* _Set task_
Reproduce every line of the items below, requests included, and shift each coordinate in the answers by adding 67 to both of its numbers.

-----

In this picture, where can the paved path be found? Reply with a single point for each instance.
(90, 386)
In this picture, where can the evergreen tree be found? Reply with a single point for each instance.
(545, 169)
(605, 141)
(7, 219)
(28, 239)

-----

* _Solution_
In this picture, where can the paved path be found? Reply with a single point for each instance.
(157, 453)
In this picture, where can the evergreen tree be found? Reply with a single point for each instance.
(612, 236)
(672, 208)
(74, 286)
(95, 306)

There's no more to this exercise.